#### The problem
Beginning with the first line below, please restate each line exactly, down to and including the line containing "positive clicks: (817, 157)".

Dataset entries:
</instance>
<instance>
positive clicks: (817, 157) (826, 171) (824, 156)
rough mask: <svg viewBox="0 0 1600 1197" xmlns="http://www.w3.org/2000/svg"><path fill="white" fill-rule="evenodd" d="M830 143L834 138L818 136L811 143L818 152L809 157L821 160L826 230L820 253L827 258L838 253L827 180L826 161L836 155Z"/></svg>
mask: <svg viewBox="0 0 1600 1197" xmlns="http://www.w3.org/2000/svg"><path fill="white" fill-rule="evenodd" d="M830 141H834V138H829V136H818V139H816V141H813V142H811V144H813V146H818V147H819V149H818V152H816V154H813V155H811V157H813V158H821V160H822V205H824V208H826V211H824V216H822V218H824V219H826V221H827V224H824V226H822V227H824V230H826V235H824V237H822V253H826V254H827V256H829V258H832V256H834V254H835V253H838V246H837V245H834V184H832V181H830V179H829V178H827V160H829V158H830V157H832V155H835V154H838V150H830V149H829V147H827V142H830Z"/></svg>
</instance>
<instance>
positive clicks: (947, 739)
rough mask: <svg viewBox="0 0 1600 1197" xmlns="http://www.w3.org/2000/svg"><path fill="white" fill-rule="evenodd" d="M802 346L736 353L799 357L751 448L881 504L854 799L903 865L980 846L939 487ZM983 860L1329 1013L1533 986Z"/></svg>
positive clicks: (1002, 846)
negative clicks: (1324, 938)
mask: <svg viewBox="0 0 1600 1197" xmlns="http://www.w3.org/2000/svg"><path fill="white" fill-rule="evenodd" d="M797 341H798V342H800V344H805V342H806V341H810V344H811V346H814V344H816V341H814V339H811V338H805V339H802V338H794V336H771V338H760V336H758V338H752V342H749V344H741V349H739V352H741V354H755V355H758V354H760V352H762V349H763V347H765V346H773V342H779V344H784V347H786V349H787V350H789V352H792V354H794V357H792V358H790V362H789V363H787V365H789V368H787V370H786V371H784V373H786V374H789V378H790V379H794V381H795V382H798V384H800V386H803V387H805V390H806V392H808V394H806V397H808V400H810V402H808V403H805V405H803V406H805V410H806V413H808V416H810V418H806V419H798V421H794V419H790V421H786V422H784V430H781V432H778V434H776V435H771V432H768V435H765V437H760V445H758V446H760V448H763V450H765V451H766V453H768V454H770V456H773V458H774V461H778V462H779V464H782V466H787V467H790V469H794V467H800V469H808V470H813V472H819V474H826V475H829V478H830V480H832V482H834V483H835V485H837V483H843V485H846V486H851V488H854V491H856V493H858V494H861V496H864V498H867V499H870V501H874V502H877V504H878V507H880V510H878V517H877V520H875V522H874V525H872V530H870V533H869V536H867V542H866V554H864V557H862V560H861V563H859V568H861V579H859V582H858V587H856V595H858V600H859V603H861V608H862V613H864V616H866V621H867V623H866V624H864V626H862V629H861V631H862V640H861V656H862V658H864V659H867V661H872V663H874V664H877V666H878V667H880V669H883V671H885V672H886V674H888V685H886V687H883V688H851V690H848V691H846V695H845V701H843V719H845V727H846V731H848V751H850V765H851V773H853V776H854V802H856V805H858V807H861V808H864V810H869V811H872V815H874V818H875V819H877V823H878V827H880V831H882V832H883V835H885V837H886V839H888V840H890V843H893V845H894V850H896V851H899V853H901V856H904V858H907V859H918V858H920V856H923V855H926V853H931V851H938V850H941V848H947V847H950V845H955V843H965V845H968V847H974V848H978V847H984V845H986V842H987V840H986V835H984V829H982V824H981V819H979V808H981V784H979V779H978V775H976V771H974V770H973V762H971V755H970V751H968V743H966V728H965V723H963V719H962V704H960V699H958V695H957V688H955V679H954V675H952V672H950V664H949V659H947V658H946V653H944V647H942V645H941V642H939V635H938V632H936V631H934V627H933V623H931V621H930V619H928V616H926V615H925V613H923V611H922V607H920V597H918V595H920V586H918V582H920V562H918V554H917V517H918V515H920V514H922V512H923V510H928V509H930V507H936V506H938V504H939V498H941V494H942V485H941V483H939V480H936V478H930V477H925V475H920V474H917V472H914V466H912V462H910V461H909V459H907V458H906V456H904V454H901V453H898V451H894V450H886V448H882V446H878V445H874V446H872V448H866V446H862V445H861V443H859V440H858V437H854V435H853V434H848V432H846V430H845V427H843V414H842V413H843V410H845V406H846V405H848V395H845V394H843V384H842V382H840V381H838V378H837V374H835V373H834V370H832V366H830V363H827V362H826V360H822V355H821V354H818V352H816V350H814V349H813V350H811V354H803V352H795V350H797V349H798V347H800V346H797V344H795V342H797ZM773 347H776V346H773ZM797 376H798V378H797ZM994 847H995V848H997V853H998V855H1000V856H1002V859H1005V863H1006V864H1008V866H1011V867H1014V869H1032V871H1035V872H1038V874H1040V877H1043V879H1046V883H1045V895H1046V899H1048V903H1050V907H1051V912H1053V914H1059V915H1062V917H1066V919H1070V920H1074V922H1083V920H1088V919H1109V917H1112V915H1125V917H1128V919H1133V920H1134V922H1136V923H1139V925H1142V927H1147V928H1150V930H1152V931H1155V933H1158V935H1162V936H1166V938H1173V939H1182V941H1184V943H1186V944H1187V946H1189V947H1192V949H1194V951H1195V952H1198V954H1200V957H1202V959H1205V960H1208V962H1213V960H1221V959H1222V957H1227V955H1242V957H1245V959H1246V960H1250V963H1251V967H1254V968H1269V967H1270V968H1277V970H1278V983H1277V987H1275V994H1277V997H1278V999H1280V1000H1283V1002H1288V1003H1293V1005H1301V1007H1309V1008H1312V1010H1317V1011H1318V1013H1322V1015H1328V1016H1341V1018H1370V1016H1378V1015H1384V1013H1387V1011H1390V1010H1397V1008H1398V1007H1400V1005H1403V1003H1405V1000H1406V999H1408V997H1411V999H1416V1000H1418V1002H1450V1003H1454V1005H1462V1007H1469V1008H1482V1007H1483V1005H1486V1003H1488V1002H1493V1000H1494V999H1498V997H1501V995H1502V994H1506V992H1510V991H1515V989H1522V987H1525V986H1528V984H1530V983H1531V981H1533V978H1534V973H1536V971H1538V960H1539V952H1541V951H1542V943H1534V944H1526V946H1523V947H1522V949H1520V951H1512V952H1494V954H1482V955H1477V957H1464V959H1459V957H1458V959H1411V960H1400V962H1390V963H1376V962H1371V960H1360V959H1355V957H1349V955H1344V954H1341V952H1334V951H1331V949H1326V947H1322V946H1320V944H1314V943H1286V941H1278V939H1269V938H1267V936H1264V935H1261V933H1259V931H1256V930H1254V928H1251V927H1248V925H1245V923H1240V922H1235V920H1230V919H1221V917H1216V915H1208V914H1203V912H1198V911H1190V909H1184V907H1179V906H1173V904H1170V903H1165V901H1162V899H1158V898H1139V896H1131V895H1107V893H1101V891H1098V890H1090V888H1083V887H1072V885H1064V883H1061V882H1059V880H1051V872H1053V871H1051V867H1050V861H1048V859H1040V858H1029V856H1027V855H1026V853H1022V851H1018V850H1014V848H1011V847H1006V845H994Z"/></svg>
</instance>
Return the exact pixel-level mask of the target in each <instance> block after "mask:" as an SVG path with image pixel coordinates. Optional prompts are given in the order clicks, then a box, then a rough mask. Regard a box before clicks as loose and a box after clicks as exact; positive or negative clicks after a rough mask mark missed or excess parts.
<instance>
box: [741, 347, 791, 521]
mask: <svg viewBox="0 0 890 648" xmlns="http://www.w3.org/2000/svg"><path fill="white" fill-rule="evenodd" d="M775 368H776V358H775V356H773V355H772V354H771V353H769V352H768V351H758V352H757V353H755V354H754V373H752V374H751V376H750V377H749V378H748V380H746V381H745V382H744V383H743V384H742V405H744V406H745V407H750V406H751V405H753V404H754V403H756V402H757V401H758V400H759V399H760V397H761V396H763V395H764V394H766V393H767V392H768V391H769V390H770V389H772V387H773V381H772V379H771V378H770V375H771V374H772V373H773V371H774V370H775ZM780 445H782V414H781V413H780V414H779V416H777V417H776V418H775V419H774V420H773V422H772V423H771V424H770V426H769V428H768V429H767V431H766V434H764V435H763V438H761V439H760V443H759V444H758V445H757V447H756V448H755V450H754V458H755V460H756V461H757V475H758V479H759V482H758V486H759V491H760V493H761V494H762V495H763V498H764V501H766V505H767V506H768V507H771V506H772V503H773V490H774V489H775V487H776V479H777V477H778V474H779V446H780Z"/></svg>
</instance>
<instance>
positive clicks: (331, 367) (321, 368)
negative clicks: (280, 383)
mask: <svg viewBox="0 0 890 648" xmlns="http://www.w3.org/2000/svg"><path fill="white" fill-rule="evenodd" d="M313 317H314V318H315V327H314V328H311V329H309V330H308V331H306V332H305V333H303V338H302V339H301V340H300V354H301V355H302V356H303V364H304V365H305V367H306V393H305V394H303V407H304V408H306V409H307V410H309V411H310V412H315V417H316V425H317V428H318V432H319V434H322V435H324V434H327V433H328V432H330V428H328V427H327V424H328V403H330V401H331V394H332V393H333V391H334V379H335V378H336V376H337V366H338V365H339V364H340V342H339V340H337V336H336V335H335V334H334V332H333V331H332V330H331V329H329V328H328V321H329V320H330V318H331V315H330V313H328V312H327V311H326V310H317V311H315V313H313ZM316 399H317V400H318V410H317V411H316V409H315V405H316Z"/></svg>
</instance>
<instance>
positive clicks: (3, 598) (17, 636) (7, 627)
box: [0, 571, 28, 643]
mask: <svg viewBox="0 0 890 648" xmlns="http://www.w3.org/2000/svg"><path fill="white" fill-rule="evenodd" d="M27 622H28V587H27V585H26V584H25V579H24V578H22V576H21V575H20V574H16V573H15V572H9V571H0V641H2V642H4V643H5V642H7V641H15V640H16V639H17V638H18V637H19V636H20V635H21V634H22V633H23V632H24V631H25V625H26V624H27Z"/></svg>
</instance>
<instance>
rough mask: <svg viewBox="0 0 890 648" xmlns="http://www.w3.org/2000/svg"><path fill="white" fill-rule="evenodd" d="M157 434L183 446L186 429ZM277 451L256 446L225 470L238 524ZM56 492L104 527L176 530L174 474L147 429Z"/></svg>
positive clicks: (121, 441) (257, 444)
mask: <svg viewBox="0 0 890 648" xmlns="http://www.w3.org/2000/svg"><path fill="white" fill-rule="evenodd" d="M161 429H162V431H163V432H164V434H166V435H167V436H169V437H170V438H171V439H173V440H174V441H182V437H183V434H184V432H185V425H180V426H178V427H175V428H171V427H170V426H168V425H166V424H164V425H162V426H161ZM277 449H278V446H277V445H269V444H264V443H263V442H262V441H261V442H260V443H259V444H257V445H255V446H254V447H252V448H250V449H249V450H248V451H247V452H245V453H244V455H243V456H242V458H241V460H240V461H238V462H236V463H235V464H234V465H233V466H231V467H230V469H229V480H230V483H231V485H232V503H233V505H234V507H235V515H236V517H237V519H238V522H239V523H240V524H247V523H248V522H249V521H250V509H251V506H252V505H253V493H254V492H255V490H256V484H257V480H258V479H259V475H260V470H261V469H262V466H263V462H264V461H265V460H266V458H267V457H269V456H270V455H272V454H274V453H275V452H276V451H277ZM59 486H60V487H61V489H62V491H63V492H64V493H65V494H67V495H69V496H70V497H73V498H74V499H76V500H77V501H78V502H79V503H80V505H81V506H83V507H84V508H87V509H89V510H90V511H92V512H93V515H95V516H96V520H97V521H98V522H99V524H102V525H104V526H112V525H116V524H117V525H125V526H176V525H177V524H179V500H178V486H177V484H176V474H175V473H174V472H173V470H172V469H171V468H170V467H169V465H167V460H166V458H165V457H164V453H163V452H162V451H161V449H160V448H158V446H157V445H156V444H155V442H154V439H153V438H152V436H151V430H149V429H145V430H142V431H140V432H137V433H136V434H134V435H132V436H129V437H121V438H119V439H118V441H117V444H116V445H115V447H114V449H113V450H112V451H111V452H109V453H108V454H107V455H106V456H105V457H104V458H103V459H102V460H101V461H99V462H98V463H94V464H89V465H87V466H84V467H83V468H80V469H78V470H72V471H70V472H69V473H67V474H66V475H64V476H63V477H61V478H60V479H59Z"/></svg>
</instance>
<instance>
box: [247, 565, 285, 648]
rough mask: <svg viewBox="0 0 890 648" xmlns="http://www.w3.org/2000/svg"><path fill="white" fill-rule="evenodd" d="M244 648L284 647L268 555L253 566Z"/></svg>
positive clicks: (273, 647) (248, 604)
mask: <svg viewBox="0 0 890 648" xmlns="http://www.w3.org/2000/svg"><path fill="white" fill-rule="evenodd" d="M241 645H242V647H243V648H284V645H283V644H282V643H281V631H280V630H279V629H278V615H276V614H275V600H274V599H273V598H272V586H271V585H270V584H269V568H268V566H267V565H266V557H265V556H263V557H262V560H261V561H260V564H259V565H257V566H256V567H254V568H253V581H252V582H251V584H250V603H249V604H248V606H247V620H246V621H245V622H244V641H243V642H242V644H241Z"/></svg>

#### Task response
</instance>
<instance>
positive clicks: (817, 157) (826, 171) (824, 156)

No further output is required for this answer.